Segment Open

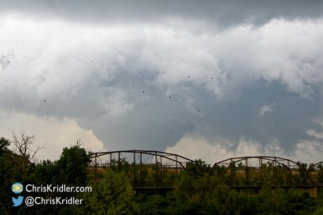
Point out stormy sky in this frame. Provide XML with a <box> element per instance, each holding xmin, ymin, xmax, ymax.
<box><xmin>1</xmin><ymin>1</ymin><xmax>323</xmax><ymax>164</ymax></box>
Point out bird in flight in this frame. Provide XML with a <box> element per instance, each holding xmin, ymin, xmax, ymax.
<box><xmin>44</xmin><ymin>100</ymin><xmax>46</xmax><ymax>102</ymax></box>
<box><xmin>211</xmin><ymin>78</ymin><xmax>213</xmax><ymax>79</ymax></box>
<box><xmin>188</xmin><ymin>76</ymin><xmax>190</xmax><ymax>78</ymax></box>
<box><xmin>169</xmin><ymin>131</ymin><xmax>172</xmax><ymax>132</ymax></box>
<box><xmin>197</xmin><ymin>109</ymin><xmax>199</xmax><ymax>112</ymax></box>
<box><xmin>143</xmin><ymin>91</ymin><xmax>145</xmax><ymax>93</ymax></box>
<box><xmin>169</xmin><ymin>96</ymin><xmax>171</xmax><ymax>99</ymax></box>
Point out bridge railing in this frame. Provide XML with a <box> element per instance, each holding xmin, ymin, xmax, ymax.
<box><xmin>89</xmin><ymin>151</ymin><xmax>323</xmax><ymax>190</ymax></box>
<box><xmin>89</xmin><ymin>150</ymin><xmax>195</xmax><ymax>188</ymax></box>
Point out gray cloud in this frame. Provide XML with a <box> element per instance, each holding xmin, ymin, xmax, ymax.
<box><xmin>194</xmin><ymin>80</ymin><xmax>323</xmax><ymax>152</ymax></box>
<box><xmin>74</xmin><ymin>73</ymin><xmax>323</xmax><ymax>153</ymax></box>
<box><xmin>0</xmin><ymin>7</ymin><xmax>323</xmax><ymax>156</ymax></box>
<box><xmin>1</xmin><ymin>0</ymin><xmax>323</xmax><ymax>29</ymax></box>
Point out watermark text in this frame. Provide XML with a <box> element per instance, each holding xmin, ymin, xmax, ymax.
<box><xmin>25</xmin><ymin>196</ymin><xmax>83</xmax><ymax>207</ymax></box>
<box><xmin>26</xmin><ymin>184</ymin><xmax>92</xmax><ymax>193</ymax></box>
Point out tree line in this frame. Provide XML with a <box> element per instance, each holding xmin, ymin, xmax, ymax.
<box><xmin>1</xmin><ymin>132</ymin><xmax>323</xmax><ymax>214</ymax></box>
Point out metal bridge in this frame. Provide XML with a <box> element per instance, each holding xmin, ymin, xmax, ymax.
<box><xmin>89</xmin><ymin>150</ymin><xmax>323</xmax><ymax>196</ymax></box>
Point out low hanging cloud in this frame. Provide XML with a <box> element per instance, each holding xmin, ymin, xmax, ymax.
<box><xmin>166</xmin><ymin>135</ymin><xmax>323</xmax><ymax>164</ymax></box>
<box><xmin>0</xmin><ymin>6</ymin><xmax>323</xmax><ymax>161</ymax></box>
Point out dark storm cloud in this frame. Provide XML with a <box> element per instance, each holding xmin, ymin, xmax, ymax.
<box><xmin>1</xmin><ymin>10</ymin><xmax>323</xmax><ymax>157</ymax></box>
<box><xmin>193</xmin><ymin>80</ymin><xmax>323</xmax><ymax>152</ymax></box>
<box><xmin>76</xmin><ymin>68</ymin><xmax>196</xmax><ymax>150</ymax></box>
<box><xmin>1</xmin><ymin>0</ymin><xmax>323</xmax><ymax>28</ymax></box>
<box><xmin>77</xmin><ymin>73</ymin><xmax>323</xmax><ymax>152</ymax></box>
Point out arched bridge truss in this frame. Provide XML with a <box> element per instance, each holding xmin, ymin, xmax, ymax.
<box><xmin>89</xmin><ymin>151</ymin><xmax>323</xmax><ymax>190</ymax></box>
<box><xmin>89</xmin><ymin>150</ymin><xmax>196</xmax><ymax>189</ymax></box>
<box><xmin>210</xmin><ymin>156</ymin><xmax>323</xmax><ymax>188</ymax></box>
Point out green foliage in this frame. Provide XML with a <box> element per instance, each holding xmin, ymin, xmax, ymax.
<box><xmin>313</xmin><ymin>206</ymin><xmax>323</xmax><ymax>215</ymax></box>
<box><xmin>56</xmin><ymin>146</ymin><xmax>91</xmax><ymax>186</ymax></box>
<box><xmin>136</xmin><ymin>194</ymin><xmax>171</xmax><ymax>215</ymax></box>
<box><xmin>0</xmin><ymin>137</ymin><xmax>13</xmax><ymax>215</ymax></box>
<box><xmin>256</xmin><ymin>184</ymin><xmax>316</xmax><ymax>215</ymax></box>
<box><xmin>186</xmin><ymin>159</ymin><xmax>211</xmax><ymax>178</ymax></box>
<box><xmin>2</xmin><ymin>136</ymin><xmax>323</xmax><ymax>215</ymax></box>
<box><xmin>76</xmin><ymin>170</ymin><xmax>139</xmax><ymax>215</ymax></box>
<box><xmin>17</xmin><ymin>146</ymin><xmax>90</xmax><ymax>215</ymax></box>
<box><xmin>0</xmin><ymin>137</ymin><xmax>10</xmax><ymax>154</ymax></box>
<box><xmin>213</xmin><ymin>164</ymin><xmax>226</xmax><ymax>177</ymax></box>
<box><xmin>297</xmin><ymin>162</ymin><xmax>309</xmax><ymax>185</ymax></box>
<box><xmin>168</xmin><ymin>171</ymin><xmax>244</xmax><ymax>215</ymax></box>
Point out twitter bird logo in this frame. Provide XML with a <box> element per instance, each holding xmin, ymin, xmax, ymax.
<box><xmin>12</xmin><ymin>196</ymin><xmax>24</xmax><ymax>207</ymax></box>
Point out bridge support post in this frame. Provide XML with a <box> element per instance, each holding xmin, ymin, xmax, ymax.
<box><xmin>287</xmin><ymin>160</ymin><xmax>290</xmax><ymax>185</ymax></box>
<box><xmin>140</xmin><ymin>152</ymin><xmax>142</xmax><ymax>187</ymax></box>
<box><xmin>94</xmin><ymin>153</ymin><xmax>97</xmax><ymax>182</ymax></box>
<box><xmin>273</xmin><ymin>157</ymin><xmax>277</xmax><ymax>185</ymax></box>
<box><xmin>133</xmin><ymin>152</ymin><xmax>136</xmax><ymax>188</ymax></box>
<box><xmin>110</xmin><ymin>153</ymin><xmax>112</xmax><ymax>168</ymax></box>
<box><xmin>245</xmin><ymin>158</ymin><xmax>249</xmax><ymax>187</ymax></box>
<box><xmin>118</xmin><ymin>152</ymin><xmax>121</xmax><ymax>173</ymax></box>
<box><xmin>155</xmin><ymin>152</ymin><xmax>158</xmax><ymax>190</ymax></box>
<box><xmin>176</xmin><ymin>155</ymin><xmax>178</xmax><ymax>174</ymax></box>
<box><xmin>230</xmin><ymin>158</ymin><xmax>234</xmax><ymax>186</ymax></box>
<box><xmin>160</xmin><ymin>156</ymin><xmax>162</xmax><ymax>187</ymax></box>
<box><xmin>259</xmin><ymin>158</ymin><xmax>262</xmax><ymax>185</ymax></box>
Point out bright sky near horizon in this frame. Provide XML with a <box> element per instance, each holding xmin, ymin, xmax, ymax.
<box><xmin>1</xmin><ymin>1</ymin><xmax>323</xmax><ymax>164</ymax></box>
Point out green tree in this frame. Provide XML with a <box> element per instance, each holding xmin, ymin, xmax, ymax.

Segment Closed

You are asked to reproduce each line above exactly, but to exclude the pictures.

_Reply_
Point out stormy sky in this frame. Provide XML with a <box> element per instance, each holding xmin, ymin, xmax, ymax.
<box><xmin>1</xmin><ymin>1</ymin><xmax>323</xmax><ymax>164</ymax></box>
Point out bird in flight in this frame. Provide XML with a <box> element per instance, each holding xmin, ymin, xmax, ymax.
<box><xmin>44</xmin><ymin>100</ymin><xmax>46</xmax><ymax>102</ymax></box>
<box><xmin>211</xmin><ymin>78</ymin><xmax>213</xmax><ymax>79</ymax></box>
<box><xmin>188</xmin><ymin>76</ymin><xmax>190</xmax><ymax>78</ymax></box>
<box><xmin>169</xmin><ymin>131</ymin><xmax>172</xmax><ymax>132</ymax></box>
<box><xmin>197</xmin><ymin>109</ymin><xmax>199</xmax><ymax>112</ymax></box>
<box><xmin>143</xmin><ymin>91</ymin><xmax>145</xmax><ymax>93</ymax></box>
<box><xmin>169</xmin><ymin>96</ymin><xmax>171</xmax><ymax>99</ymax></box>
Point out bridge railing in this frame. Provide XML with a <box> element per instance, each holding xmin, ymin, xmax, ymax.
<box><xmin>89</xmin><ymin>151</ymin><xmax>323</xmax><ymax>190</ymax></box>
<box><xmin>89</xmin><ymin>150</ymin><xmax>195</xmax><ymax>188</ymax></box>
Point out gray cloud in this frame. Provide XML with a <box> element per instance, each holding xmin, ymin, xmax, ymax.
<box><xmin>194</xmin><ymin>80</ymin><xmax>323</xmax><ymax>152</ymax></box>
<box><xmin>74</xmin><ymin>73</ymin><xmax>323</xmax><ymax>153</ymax></box>
<box><xmin>0</xmin><ymin>7</ymin><xmax>323</xmax><ymax>156</ymax></box>
<box><xmin>1</xmin><ymin>0</ymin><xmax>323</xmax><ymax>29</ymax></box>
Point out watermark text in this frame. Provide XML with a <box> element per instance, each holding xmin, ymin, xmax, ymax.
<box><xmin>25</xmin><ymin>196</ymin><xmax>83</xmax><ymax>207</ymax></box>
<box><xmin>26</xmin><ymin>184</ymin><xmax>92</xmax><ymax>193</ymax></box>
Point out tree line in this frame. Provide XML with a <box> element per instance, each holding xmin, ymin, xmax, ymax.
<box><xmin>1</xmin><ymin>132</ymin><xmax>323</xmax><ymax>214</ymax></box>
Point out metal bridge in this frame. Provide XML with a <box> element per instance, each holding xmin, ymin, xmax, ymax.
<box><xmin>89</xmin><ymin>150</ymin><xmax>323</xmax><ymax>196</ymax></box>
Point out low hanging cloud in this frame. Provide XML with a <box> element per instance, each holding xmin, ymin, xmax, ymax.
<box><xmin>166</xmin><ymin>135</ymin><xmax>323</xmax><ymax>164</ymax></box>
<box><xmin>0</xmin><ymin>6</ymin><xmax>323</xmax><ymax>161</ymax></box>
Point out dark storm cloud in this frame. Provide XML with a <box> element per instance, each holding xmin, ymin, xmax, ymax.
<box><xmin>1</xmin><ymin>10</ymin><xmax>323</xmax><ymax>157</ymax></box>
<box><xmin>193</xmin><ymin>80</ymin><xmax>323</xmax><ymax>152</ymax></box>
<box><xmin>76</xmin><ymin>68</ymin><xmax>196</xmax><ymax>150</ymax></box>
<box><xmin>1</xmin><ymin>0</ymin><xmax>323</xmax><ymax>28</ymax></box>
<box><xmin>77</xmin><ymin>73</ymin><xmax>323</xmax><ymax>152</ymax></box>
Point out arched bridge truss in this frame. Provide XML with a <box> element per instance, each holding xmin, ymin, xmax, ymax.
<box><xmin>89</xmin><ymin>151</ymin><xmax>323</xmax><ymax>190</ymax></box>
<box><xmin>89</xmin><ymin>150</ymin><xmax>196</xmax><ymax>189</ymax></box>
<box><xmin>210</xmin><ymin>156</ymin><xmax>323</xmax><ymax>188</ymax></box>
Point out green foliage in this frame. Provide XML with a <box> element per instance, each holding xmin, ymin, xmax, ymax.
<box><xmin>313</xmin><ymin>206</ymin><xmax>323</xmax><ymax>215</ymax></box>
<box><xmin>56</xmin><ymin>146</ymin><xmax>91</xmax><ymax>186</ymax></box>
<box><xmin>136</xmin><ymin>194</ymin><xmax>171</xmax><ymax>215</ymax></box>
<box><xmin>0</xmin><ymin>137</ymin><xmax>13</xmax><ymax>215</ymax></box>
<box><xmin>256</xmin><ymin>184</ymin><xmax>316</xmax><ymax>215</ymax></box>
<box><xmin>186</xmin><ymin>159</ymin><xmax>211</xmax><ymax>178</ymax></box>
<box><xmin>2</xmin><ymin>136</ymin><xmax>323</xmax><ymax>215</ymax></box>
<box><xmin>76</xmin><ymin>170</ymin><xmax>139</xmax><ymax>215</ymax></box>
<box><xmin>17</xmin><ymin>146</ymin><xmax>90</xmax><ymax>215</ymax></box>
<box><xmin>0</xmin><ymin>137</ymin><xmax>10</xmax><ymax>154</ymax></box>
<box><xmin>213</xmin><ymin>164</ymin><xmax>226</xmax><ymax>177</ymax></box>
<box><xmin>297</xmin><ymin>162</ymin><xmax>309</xmax><ymax>185</ymax></box>
<box><xmin>168</xmin><ymin>171</ymin><xmax>244</xmax><ymax>215</ymax></box>
Point out twitter bird logo in this frame. Provide XML with a <box> element per instance, each holding xmin, ymin, xmax, ymax.
<box><xmin>12</xmin><ymin>196</ymin><xmax>24</xmax><ymax>207</ymax></box>
Point out bridge support post in this frame. Provide XML with a <box> element per instance, each holding xmin, ymin, xmax, ymax.
<box><xmin>287</xmin><ymin>160</ymin><xmax>290</xmax><ymax>185</ymax></box>
<box><xmin>140</xmin><ymin>152</ymin><xmax>142</xmax><ymax>187</ymax></box>
<box><xmin>94</xmin><ymin>153</ymin><xmax>97</xmax><ymax>182</ymax></box>
<box><xmin>273</xmin><ymin>157</ymin><xmax>277</xmax><ymax>185</ymax></box>
<box><xmin>133</xmin><ymin>152</ymin><xmax>136</xmax><ymax>188</ymax></box>
<box><xmin>110</xmin><ymin>153</ymin><xmax>112</xmax><ymax>168</ymax></box>
<box><xmin>245</xmin><ymin>158</ymin><xmax>249</xmax><ymax>187</ymax></box>
<box><xmin>118</xmin><ymin>152</ymin><xmax>121</xmax><ymax>173</ymax></box>
<box><xmin>155</xmin><ymin>152</ymin><xmax>158</xmax><ymax>190</ymax></box>
<box><xmin>176</xmin><ymin>155</ymin><xmax>178</xmax><ymax>174</ymax></box>
<box><xmin>230</xmin><ymin>158</ymin><xmax>234</xmax><ymax>186</ymax></box>
<box><xmin>160</xmin><ymin>156</ymin><xmax>162</xmax><ymax>187</ymax></box>
<box><xmin>259</xmin><ymin>158</ymin><xmax>262</xmax><ymax>185</ymax></box>
Point out bright sky near horizon in this frame. Provide XML with a <box> element per instance, each holding xmin, ymin, xmax, ymax.
<box><xmin>1</xmin><ymin>1</ymin><xmax>323</xmax><ymax>164</ymax></box>
Point out green tree in this frame. Provide XML with a <box> element per instance, each holding xmin, ymin, xmax, ymax.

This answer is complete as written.